◆ **Data extracted from a collection**
= = = = = = =
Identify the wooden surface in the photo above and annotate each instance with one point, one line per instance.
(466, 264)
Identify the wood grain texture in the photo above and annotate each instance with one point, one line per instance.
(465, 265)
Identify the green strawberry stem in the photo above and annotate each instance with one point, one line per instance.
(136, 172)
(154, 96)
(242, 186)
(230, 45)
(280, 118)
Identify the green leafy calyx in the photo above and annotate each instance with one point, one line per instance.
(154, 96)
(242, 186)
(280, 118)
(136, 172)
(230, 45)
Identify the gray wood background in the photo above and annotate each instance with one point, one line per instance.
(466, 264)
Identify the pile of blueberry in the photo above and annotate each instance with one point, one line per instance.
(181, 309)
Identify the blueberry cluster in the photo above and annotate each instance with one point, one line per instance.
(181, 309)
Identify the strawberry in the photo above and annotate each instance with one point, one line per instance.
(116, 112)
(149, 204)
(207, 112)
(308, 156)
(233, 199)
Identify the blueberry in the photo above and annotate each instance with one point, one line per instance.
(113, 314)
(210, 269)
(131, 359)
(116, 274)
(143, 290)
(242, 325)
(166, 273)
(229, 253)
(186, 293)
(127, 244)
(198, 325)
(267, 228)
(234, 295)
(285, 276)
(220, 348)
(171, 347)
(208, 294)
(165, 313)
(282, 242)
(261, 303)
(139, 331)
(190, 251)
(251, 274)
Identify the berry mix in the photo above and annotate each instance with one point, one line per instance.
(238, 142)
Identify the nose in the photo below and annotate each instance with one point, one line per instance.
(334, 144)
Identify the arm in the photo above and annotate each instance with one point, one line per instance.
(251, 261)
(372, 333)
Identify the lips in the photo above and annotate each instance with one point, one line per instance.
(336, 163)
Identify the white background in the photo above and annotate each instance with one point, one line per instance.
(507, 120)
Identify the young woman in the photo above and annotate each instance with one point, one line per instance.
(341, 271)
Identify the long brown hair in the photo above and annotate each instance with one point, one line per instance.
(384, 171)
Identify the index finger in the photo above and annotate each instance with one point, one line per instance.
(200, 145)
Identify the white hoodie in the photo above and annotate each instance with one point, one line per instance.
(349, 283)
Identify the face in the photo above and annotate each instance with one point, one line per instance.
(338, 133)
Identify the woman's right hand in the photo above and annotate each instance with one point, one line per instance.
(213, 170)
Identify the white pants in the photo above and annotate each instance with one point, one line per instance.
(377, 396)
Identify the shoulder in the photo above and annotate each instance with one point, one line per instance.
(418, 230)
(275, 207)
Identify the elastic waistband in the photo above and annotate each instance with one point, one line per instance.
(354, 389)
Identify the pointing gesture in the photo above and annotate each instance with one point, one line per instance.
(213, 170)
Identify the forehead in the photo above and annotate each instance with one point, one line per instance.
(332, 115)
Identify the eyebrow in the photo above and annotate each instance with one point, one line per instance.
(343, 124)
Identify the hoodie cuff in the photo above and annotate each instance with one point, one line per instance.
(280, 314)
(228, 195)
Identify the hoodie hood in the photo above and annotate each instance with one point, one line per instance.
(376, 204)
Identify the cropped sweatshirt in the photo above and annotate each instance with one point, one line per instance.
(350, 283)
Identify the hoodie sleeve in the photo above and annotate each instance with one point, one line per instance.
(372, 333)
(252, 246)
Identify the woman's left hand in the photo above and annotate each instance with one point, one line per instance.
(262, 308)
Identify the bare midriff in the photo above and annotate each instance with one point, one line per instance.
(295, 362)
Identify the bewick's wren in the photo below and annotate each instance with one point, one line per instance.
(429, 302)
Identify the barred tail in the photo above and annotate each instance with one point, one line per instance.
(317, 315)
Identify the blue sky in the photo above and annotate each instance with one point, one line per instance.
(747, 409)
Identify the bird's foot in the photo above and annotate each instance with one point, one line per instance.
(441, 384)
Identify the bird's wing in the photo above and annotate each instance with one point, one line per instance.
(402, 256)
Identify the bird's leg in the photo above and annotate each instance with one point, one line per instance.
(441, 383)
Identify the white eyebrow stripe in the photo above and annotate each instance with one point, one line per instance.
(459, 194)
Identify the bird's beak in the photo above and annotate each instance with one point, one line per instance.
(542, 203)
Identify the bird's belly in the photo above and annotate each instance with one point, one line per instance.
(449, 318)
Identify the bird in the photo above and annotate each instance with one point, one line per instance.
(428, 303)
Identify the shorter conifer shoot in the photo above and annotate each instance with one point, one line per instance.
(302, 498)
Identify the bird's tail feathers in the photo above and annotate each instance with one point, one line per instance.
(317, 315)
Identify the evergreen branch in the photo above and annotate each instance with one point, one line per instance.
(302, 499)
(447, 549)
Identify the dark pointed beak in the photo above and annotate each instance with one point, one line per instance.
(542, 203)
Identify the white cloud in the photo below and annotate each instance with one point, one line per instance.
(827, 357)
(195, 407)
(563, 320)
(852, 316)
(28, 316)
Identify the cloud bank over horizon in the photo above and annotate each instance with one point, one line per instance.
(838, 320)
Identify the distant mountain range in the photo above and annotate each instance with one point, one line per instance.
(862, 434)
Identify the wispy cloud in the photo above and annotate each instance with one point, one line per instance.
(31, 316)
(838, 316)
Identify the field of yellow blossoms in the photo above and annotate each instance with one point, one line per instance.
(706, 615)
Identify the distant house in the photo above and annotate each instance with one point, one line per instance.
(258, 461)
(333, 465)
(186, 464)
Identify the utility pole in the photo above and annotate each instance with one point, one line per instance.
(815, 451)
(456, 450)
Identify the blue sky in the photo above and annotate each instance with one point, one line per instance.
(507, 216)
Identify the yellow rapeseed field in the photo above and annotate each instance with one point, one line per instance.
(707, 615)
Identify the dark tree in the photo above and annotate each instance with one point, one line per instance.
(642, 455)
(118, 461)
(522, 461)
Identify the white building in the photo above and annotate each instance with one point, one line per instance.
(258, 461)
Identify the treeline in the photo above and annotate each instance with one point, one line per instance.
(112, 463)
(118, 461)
= = = = = = =
◆ **About this exercise**
The records above are to be copied in full, exactly as written.

◆ **Exercise answer**
Identify the wooden surface in the photo above and annotate each instance with one point, one line per instance.
(466, 264)
Identify the wood grain texture in the photo above and annotate each instance with one point, one line per instance.
(465, 265)
Identify the green strawberry stem in the photo above and annotate each instance with one point, one line per instance.
(136, 172)
(154, 96)
(242, 186)
(230, 45)
(280, 118)
Identify the green leafy calyx in the photo above and annotate each instance with one point, one line per instance.
(154, 96)
(242, 186)
(280, 118)
(136, 172)
(230, 45)
Identify the gray wood background in the photo above and annotate each instance with one point, one line per instance.
(466, 264)
Identify the pile of blueberry in the photo above and annotate each instance with one point, one line per instance.
(181, 309)
Identify the blueberry cluster in the photo above and annotate each instance with one point, one line per instance.
(181, 309)
Identify the strawberry in the photo above and annotate each instance with one point, one line per instance.
(116, 112)
(149, 204)
(207, 112)
(308, 156)
(233, 199)
Identify the blueberry in the photo above and annotate each instance with one point, one line per instance.
(113, 314)
(210, 269)
(131, 359)
(116, 274)
(143, 290)
(242, 325)
(166, 273)
(229, 253)
(186, 293)
(127, 244)
(198, 325)
(267, 228)
(234, 295)
(285, 276)
(220, 348)
(171, 347)
(208, 294)
(165, 313)
(282, 242)
(261, 303)
(139, 331)
(190, 251)
(251, 274)
Identify the berry mix in the photo above and annotate each instance with one point, one line per instance.
(238, 142)
Identify the nose in the photo below and annotate each instance with one point, one line per instance.
(334, 144)
Identify the arm in the photo above and annotate each instance with one point, one line per instance.
(251, 261)
(372, 333)
Identify the lips in the photo above and annotate each instance with one point, one line per instance.
(336, 163)
Identify the white background in the photo above and annotate each instance with one point, one line per instance.
(507, 120)
Identify the young woman in the photo above and annotate each instance with one point, one line per instance.
(341, 271)
Identify the long brown hair in the photo above and annotate each instance with one point, one line per instance.
(384, 171)
Identify the index finger in the photo above and annotate each instance with one point, one line per instance.
(200, 145)
Identify the white hoodie in the photo above and annotate each instance with one point, one line per instance.
(349, 283)
Identify the face in the photo above and annotate each instance with one point, one line per instance.
(338, 133)
Identify the woman's right hand in the photo above and annotate each instance with one point, one line per instance.
(213, 170)
Identify the white pants in the photo above and annotate each instance with one point, one line per instance.
(377, 396)
Identify the shoulder in the photo above and annotate each instance with one point, one line per instance.
(418, 230)
(275, 207)
Identify the elastic waistband in the photo above and annotate each instance with one point, one line per instance.
(354, 389)
Identify the pointing gesture in the photo above and annotate each instance with one point, one line per instance.
(213, 170)
Identify the forehead in the photo above and annotate each instance with one point, one line per instance.
(332, 115)
Identify the eyebrow in the photo above and annotate each instance with one point, one line per instance.
(343, 124)
Identify the hoodie cuff in the photo above and annotate each instance with one point, one line per instance.
(280, 314)
(228, 195)
Identify the hoodie hood in the photo above and annotate each instance with one point, one line per instance.
(376, 204)
Identify the cropped sweatshirt in the photo above and annotate each instance with one point, one line per instance.
(350, 283)
Identify the hoodie sleeve in the photo above and annotate each instance with one point, one line per instance.
(372, 333)
(252, 246)
Identify the woman's left hand in the photo above and annotate each instance with one point, one line per instance.
(262, 308)
Identify the bare midriff in the photo above and annotate each instance with one point, one line per instance.
(295, 362)
Identify the bewick's wren in the photo below and annotate each instance with one point, one line per instance.
(429, 302)
Identify the barred tail in the photo above and annotate each instance with one point, one line per instance.
(317, 315)
Identify the blue sky in the photo above and annotate each instance with one point, one line per instance.
(747, 409)
Identify the bird's foot in the photo above and annotate each instance with one point, one line per instance.
(441, 384)
Identify the bird's wing in the photo above and annotate each instance with one point, one line per instance.
(402, 256)
Identify the bird's leg in the photo above and annotate each instance with one point, one line per instance.
(441, 383)
Identify the white eyebrow stripe in the photo above and annotate each instance with one point, one line per instance.
(459, 194)
Identify the bird's beak in the photo above and annotate each instance with one point, one line per instance.
(542, 203)
Identify the bird's belly in the photo above and annotate each instance with one point, one line per instance.
(449, 318)
Identify the bird in the photo above and annotate each instance with one point, one line per instance.
(428, 303)
Identify the shorter conifer shoot in the photo above and annotate each instance with one point, one line per instance.
(302, 498)
Identify the bird's tail feathers in the photo above and annotate each instance with one point, one line per instance.
(317, 315)
Identify the evergreen branch in the photo above and annotate each instance with one point, one line per instance.
(302, 499)
(447, 549)
Identify the dark pointed beak in the photo above and annotate each instance with one point, one line per instance.
(542, 203)
Identify the white cloud in the photo below and annotate each instance with one point, one line per instance.
(827, 357)
(195, 407)
(563, 320)
(852, 316)
(28, 316)
Identify the cloud bank over horizon in the photo above and annotate each instance with one point, one line per instance.
(838, 320)
Identify the distant mountain range in the photo above and annotate each instance with one point, one line per instance.
(862, 434)
Identify the wispy cloud in the photo above and annotate each instance with one point, one line per instance.
(31, 316)
(838, 316)
Identify the field of yellow blossoms in the photo above and annotate each instance with one point, one line per instance.
(706, 615)
Identify the distant house in the photo above and annotate each instance with one point, one line per instance.
(258, 461)
(333, 465)
(186, 464)
Identify the utility pole in the photo above and annotate each instance with one point, one line per instance.
(815, 451)
(456, 450)
Identify the blue sky in the photo above and annotate each instance with one point, one line per instance.
(507, 216)
Identify the yellow rapeseed field in the photo above and annotate each instance with one point, one line per instance.
(707, 615)
Identify the dark tree in the photo above and annotate each instance with one point, one line per instance.
(642, 455)
(118, 461)
(522, 461)
Identify the white building in the photo above and annotate each instance with one point, one line per instance.
(258, 461)
Identify the treeline in the photo above and annotate each instance with one point, one line per instance.
(112, 463)
(118, 461)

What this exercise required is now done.